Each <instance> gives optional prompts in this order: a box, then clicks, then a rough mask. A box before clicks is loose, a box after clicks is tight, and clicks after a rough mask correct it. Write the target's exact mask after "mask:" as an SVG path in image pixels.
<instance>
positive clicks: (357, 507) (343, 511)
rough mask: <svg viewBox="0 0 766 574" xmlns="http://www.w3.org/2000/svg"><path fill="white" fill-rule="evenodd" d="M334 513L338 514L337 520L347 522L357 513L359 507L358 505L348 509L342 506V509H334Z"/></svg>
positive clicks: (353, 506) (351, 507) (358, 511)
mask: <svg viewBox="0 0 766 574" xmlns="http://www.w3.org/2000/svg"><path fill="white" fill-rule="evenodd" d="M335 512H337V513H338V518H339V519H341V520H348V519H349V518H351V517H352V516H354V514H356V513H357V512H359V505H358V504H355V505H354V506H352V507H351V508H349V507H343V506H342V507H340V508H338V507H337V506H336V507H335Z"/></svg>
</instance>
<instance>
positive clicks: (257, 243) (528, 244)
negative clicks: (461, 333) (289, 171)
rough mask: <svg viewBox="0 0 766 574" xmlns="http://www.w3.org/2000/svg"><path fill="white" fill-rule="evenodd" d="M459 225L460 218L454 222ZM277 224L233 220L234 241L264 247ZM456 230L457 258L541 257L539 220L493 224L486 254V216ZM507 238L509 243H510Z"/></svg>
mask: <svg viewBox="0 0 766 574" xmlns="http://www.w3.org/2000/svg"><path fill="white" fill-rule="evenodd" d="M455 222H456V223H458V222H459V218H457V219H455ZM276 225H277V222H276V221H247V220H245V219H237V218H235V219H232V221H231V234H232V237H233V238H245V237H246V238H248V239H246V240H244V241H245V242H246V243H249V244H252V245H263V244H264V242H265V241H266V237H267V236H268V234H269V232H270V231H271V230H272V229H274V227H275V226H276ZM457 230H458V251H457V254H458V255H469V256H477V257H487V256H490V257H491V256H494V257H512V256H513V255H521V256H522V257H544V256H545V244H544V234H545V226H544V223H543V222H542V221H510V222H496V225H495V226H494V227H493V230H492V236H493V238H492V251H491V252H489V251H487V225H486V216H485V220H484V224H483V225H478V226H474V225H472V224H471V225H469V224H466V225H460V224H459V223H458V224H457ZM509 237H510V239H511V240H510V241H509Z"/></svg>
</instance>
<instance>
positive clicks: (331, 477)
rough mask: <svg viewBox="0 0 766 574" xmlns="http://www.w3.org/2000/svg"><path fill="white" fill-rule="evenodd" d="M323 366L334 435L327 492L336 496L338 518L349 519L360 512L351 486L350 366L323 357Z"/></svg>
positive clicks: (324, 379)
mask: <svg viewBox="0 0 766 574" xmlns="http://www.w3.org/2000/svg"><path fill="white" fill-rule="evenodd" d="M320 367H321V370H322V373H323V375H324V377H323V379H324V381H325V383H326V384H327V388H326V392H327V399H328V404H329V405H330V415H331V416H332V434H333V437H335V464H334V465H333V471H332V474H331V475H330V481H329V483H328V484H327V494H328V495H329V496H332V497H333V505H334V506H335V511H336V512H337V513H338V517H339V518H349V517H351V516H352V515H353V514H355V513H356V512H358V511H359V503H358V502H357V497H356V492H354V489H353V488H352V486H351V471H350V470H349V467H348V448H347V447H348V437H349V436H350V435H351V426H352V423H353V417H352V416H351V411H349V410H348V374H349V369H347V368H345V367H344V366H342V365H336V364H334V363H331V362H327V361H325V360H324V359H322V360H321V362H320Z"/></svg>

******

### Goal of the exercise
Please pull out each line of the data above that contains the word "positive", treating uppercase and lowercase as different.

### Expected output
positive clicks: (357, 507) (343, 511)
positive clicks: (353, 506) (351, 507) (358, 511)
positive clicks: (257, 243) (528, 244)
positive clicks: (331, 477)
positive clicks: (324, 379)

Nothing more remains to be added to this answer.